Your task: Update the excerpt from the parliamentary speech, starting at "Moving on rather" and ending at "law of receiving.", so that "receiving" is replaced with "handling".

Document segment:
Moving on rather more rapidly now to the later parts of the Bill, I am glad to have in Clauses 22 and 23 a new and much more comprehensive definition of what used to be receiving. I expect that difficulties will arise in fairly large numbers under Clause 23(2), because it is a complicated piece of drafting. There may be some method of simplifying it. At any rate, the genuine thought given to this matter by the Committee, and the lucid way in which they worked out how this offence is going to overlap with the offence of theft, are entirely acceptable. The general reasoning on this matter seems an admirable example of the clear way they have approached this problem, apart from clearing up in the details of the Criminal Justice Act last year, a number of difficulties that have for a long time bedevilled the law of receiving.

In Clause 25 there are other matters which I think will also have to be thought over. I see the noble Lord, Lord Airedale, in his place, and it may well be that he will take the view that under subsection (2) of the clause a superintendent of police should not be allowed to authorise a constable, without any warrant from the justices, to go and search private premises in the way the clause provides. I know that the Committee made this recommendation because they said that at present it is only the chief constable who can do this, and since the police forces have been amalgamated and enlarged it is not so easy in such cases to get a chief constable's authority. But I am not a bit happy. This may be a dangerous principle, and I cannot see why there is a substantial difficulty in getting a justice's warrant, if that is the proper way of doing it as a general rule. I should be glad if the noble Lord would explain a little more than perhaps the Law Revision Committee did why he thinks this is right.

Clause 27 is a complete reproduction of the clause in the draft Bill the Committee recommended, but I do not think we have been given any clear exposition of how it is that, under Clause 27(1)(a), under this new and much wider system of restoration, a third party may be made subject to an order of the court requiring him to give up goods without any opportunity of being heard. It does not say anything about the circumstances in which he came to obtain the goods, and there must be cases when a person subject to an order like this from the court, who has not himself been accused, will think it unfair and strange if he is not given an opportunity to explain to the court why an order should not be made against him. This again is a general matter, relating to the freedom of the individual and of his property, which ought not to be passed unnoticed by your Lordships' House.

There will be a great many points raised in Committee, but the fact remains that noble Lords on these Benches welcome this Bill, which sets out a new law on this subject. I believe that the whole House will be most anxious that when the Bill leaves us it shall be as correct and perfect as possible, so that it will not fall into the errors that have occurred in past legislation. We must be delighted to see that the Schedule of Repeals at the back of the Bill stretches over an enormous number of Acts, which certainly lightens the Statute Book a great deal. I hope that the House will welcome the Bill most heartily on its Second Reading and speed it on its way.

4.55 p.m.

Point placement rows
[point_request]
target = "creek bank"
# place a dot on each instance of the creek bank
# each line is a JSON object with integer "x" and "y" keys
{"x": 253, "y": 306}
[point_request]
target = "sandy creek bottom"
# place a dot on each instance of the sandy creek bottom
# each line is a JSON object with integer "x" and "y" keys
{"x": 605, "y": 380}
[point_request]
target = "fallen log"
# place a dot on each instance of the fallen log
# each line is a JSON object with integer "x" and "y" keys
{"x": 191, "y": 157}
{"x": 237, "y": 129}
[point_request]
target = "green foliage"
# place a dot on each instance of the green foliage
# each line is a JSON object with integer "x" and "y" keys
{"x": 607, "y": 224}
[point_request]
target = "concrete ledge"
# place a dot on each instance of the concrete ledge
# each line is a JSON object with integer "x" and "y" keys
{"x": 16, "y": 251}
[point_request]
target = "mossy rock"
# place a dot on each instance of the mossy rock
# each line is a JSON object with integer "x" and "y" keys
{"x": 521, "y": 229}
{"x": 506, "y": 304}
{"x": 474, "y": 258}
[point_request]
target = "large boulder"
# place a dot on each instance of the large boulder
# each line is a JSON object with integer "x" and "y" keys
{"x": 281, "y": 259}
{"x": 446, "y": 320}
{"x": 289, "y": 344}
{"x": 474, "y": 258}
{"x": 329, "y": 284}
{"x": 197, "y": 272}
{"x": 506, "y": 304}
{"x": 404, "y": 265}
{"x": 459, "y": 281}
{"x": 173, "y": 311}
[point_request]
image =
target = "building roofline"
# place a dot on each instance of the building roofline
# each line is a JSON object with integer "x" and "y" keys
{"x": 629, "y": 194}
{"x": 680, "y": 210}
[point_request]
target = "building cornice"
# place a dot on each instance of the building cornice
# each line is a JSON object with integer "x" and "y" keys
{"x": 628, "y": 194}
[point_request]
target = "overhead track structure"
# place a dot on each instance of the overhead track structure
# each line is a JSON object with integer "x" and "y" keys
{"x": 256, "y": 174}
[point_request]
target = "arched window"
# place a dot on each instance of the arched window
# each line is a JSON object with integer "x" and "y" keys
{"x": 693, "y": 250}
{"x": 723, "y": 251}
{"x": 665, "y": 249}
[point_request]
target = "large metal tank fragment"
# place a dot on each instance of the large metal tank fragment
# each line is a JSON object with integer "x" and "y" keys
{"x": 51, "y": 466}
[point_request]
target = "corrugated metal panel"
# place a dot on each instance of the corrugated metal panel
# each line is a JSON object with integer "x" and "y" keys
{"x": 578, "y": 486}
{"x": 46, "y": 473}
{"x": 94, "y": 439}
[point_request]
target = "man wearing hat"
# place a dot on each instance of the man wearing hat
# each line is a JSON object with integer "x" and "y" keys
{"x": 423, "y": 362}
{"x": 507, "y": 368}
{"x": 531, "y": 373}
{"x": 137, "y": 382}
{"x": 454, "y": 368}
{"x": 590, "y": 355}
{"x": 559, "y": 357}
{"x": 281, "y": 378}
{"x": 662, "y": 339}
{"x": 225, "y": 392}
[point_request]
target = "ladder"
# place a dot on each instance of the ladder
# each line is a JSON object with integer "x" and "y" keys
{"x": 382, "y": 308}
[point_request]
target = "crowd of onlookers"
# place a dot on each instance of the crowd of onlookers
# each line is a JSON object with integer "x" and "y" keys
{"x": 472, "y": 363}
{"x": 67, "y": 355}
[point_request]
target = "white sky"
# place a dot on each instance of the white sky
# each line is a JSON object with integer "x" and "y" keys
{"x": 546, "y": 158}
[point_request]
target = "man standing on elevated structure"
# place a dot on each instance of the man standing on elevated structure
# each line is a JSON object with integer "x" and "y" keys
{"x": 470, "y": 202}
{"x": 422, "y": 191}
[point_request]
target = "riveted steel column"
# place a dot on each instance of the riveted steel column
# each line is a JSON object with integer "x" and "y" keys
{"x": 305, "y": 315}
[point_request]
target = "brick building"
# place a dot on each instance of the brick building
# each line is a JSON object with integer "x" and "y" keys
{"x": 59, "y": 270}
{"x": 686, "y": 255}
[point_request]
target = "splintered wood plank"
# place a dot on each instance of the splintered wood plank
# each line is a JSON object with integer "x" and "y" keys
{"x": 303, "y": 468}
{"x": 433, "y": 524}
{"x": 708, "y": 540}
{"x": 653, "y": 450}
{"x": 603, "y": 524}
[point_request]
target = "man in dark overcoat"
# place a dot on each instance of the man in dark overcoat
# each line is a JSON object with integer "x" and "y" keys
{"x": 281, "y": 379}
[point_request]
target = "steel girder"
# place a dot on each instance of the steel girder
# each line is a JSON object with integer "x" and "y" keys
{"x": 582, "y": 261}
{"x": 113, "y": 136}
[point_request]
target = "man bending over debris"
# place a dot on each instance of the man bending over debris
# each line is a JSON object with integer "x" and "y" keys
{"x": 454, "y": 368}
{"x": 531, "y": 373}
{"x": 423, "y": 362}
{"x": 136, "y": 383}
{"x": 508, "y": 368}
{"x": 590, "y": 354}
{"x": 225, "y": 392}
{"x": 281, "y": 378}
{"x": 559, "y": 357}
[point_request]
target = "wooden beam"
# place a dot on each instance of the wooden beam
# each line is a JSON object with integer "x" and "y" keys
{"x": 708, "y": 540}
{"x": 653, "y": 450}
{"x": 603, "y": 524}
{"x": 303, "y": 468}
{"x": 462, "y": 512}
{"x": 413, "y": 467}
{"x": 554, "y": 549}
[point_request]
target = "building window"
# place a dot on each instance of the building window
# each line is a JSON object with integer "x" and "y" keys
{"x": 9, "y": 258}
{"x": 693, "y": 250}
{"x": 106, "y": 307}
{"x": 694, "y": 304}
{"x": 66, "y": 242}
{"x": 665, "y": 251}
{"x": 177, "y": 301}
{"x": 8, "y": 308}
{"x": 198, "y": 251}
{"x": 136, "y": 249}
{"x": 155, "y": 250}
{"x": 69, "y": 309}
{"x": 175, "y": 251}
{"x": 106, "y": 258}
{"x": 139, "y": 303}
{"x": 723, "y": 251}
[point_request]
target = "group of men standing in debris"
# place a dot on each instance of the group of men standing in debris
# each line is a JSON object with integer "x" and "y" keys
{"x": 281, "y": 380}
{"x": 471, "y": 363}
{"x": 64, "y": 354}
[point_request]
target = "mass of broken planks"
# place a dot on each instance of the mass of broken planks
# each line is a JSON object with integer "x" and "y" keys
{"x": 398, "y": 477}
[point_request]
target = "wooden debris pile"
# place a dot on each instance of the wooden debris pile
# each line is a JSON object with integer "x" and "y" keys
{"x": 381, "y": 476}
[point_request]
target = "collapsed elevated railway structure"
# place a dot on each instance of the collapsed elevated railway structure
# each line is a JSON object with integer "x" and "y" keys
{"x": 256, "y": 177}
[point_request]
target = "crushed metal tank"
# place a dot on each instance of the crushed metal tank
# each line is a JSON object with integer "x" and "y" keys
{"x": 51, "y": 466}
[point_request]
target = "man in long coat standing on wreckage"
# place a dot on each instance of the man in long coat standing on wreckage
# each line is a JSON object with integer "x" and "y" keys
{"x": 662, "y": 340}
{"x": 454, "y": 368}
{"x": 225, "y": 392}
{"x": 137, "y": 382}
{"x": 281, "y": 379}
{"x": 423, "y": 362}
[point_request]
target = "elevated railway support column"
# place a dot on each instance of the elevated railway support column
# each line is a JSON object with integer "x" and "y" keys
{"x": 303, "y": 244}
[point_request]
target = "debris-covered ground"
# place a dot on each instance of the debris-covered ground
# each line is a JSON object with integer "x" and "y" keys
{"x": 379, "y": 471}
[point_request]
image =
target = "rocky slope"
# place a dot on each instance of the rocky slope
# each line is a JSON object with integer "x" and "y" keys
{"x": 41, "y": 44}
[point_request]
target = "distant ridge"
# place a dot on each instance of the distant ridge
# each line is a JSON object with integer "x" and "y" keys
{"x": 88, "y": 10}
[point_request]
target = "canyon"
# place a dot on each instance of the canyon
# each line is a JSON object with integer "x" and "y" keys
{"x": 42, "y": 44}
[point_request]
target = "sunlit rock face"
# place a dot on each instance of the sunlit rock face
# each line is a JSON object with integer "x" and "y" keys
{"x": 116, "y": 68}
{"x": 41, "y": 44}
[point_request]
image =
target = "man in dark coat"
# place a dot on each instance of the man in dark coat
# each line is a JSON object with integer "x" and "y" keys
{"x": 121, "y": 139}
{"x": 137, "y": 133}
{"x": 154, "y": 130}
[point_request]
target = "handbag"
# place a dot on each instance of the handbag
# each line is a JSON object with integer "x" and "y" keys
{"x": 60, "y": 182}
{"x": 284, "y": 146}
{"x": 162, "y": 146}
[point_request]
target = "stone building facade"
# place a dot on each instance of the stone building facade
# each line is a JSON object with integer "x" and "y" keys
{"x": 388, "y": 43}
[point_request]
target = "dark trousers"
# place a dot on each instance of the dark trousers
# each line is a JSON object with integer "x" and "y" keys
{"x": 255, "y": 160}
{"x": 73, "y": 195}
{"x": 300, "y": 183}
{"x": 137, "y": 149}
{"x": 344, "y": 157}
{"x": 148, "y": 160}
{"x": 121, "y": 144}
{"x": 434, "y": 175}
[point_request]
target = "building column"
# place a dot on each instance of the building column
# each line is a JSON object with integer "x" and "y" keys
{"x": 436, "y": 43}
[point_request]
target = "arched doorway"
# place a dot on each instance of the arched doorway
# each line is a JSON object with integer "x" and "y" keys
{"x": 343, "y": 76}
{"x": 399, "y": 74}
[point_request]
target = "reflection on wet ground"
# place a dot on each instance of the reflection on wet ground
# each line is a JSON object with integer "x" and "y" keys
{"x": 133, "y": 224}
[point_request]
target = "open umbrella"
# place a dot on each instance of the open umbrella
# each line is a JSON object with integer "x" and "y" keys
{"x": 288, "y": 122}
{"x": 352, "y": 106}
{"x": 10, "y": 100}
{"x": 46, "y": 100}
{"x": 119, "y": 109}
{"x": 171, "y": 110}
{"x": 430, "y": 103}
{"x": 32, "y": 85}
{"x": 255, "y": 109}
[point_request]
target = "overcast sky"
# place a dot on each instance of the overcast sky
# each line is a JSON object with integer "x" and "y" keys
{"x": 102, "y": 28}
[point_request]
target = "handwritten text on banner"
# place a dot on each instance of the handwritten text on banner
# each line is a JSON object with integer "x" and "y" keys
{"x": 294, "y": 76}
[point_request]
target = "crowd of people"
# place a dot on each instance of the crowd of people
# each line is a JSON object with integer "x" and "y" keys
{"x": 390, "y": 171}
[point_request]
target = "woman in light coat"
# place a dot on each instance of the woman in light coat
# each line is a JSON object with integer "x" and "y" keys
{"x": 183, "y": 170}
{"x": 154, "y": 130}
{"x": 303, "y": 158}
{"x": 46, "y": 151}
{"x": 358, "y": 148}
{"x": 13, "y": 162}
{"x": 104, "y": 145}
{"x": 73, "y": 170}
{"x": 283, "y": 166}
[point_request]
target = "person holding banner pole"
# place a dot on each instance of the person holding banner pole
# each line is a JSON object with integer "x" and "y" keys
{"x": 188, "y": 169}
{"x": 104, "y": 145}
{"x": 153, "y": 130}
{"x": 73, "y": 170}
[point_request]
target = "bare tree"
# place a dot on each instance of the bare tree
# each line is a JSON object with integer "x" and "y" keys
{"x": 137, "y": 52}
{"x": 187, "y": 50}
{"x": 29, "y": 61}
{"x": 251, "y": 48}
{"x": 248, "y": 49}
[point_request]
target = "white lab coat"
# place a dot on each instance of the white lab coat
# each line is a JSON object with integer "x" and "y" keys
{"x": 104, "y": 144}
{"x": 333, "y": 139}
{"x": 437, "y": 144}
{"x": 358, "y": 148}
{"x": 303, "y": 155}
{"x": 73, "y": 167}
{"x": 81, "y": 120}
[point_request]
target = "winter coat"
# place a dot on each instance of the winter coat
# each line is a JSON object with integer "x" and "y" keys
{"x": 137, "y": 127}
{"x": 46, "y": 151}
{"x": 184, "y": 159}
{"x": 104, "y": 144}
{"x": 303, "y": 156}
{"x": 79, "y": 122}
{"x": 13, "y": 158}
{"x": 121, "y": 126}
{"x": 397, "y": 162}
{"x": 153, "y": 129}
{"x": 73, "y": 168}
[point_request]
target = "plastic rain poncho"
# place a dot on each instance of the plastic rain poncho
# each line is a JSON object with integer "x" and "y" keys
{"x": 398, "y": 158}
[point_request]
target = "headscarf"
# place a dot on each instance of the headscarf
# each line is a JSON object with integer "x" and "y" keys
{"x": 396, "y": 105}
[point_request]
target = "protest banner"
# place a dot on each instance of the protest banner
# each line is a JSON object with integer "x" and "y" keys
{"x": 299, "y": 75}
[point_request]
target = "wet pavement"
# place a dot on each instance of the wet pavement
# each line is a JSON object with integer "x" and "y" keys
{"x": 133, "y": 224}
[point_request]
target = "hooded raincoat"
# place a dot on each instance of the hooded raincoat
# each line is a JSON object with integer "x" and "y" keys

Solution below:
Moving on rather more rapidly now to the later parts of the Bill, I am glad to have in Clauses 22 and 23 a new and much more comprehensive definition of what used to be handling. I expect that difficulties will arise in fairly large numbers under Clause 23(2), because it is a complicated piece of drafting. There may be some method of simplifying it. At any rate, the genuine thought given to this matter by the Committee, and the lucid way in which they worked out how this offence is going to overlap with the offence of theft, are entirely acceptable. The general reasoning on this matter seems an admirable example of the clear way they have approached this problem, apart from clearing up in the details of the Criminal Justice Act last year, a number of difficulties that have for a long time bedevilled the law of handling.